Aim A: Render the listing below as a Markdown table with the columns No. and Line, starting at the line with "Where can you see the decorative" and running up to and including the last line of the listing. Number each row and leave out any blank lines.

Excerpted text:

= = =

[Beignet] [Patch v2] GBE: Add a customized loop unrolling handling mechanism.

Zhigang Gong zhigang.gong at intel.com
Tue Oct 7 21:58:59 PDT 2014


By default, the unrolling threshold is relatively small.
Thus some relative large loops which access private array
will not be unrolled, thus those private array can't
be scalarized latter. And the private array is allocated
in stack which is extreme slow for Gen backend currently.

To increase the unrolling threshold for all loops is not
a good idea, as most of the loops don't need to do unrolling
for this purpose and a large unrolling threshold will cause
a big code size and unecessary big register pressure which
may lead to register spilling.

So this patch introduce a trade-off pass to identify those
loops which still have private load/store in the outer most
of the loop. Then add a metadata to it to indicate aggresive
unrolling on those loops. Then do another round loop unrolling.

= = =

Provided entries:
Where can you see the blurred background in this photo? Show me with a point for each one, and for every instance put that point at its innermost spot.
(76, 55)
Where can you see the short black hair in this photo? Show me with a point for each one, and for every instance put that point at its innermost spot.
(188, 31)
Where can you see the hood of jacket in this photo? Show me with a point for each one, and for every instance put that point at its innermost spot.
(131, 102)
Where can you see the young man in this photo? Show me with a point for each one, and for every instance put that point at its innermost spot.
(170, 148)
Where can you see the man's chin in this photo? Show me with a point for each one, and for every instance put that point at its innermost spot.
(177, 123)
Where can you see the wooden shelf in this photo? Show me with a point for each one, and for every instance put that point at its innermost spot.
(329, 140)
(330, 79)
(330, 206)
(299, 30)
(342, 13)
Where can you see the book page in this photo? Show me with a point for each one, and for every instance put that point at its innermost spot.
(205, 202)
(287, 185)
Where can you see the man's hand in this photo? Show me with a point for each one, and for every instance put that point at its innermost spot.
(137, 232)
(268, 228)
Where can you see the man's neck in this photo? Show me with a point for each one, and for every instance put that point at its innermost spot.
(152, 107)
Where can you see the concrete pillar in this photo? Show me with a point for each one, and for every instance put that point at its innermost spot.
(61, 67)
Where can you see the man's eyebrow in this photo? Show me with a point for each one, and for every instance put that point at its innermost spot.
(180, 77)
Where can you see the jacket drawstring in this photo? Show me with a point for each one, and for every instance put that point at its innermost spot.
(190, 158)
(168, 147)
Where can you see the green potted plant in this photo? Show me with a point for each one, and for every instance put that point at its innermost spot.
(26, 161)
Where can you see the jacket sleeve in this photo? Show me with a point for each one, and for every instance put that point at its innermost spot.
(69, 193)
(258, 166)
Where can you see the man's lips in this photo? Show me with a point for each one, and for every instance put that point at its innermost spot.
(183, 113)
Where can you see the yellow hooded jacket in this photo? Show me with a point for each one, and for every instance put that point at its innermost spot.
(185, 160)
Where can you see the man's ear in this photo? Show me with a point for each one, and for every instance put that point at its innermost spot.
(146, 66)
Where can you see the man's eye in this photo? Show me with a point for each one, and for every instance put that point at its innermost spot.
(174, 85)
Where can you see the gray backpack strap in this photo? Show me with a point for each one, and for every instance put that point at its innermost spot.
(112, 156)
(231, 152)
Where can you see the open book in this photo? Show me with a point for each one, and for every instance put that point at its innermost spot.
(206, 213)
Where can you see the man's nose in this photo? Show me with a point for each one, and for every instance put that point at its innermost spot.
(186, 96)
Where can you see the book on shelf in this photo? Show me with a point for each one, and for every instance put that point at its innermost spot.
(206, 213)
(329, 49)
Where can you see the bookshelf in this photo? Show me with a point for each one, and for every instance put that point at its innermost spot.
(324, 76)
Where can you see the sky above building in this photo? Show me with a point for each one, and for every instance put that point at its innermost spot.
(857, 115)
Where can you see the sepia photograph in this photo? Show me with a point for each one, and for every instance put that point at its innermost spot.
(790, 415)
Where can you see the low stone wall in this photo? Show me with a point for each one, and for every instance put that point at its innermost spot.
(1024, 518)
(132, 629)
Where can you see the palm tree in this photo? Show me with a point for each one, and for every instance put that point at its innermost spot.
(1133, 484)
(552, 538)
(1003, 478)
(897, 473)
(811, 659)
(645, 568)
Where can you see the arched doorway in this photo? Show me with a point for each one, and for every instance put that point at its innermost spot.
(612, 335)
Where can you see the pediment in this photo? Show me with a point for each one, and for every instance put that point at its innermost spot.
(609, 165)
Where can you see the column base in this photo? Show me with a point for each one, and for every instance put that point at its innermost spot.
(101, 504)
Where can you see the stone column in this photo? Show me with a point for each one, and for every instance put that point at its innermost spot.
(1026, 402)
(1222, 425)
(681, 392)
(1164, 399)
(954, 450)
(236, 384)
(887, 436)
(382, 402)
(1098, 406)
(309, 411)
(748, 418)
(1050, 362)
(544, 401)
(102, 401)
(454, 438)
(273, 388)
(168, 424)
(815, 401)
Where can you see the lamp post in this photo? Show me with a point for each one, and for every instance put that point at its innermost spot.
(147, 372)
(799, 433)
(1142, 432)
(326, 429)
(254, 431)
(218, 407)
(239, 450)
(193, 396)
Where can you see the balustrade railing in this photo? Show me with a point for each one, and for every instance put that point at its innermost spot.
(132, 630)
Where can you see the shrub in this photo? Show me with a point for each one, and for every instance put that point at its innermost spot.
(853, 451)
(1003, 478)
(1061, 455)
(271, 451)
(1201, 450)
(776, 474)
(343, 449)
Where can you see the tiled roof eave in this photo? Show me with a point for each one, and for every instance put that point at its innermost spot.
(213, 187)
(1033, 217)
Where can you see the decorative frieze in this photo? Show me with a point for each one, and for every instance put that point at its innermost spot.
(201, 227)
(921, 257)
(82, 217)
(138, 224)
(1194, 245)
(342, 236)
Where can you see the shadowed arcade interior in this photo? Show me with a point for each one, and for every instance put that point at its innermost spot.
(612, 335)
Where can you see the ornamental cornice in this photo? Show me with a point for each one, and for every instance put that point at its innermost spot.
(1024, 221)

= = =

Aim B: Extend the loop unrolling patch description above, picking up right after its last sentence.

Result A:
| No. | Line |
|---|---|
| 1 | Where can you see the decorative frieze in this photo? Show me with a point for each one, and for every instance put that point at its innermost spot. |
| 2 | (201, 227) |
| 3 | (921, 257) |
| 4 | (82, 217) |
| 5 | (138, 224) |
| 6 | (1194, 245) |
| 7 | (342, 236) |
| 8 | Where can you see the shadowed arcade interior in this photo? Show me with a point for each one, and for every instance put that point at its innermost spot. |
| 9 | (612, 335) |
| 10 | Where can you see the ornamental cornice in this photo? Show me with a point for each one, and for every instance put that point at its innermost spot. |
| 11 | (1024, 221) |

Result B:
This patch with the previous small patch, can bring significant
performance improvement for some cases. I just tested with some
opencv test cases, and observed it can bring 2x to 10x improvement.

v2:
refine the parent loop unroll analysis method.

Signed-off-by: Zhigang Gong <zhigang.gong at intel.com>
---
 backend/src/CMakeLists.txt            |   1 +
 backend/src/llvm/llvm_gen_backend.hpp |   4 +
 backend/src/llvm/llvm_to_gen.cpp      |  12 +-
 backend/src/llvm/llvm_unroll.cpp      | 230 ++++++++++++++++++++++++++++++++++
 4 files changed, 245 insertions(+), 2 deletions(-)
 create mode 100644 backend/src/llvm/llvm_unroll.cpp

diff --git a/backend/src/CMakeLists.txt b/backend/src/CMakeLists.txt
index e57227a..e408365 100644
--- a/backend/src/CMakeLists.txt
+++ b/backend/src/CMakeLists.txt
@@ -84,6 +84,7 @@ set (GBE_SRC
     llvm/llvm_loadstore_optimization.cpp
     llvm/llvm_gen_backend.hpp
     llvm/llvm_gen_ocl_function.hxx
+    llvm/llvm_unroll.cpp
     llvm/llvm_to_gen.hpp
     backend/gen/gen_mesa_disasm.c
     backend/gen_insn_selection.cpp
diff --git a/backend/src/llvm/llvm_gen_backend.hpp b/backend/src/llvm/llvm_gen_backend.hpp
index f73aafe..76b60df 100644
--- a/backend/src/llvm/llvm_gen_backend.hpp
+++ b/backend/src/llvm/llvm_gen_backend.hpp
@@ -27,6 +27,7 @@
 #define __GBE_LLVM_GEN_BACKEND_HPP__
 
 #include "llvm/Pass.h"
+#include "llvm/Analysis/LoopPass.h"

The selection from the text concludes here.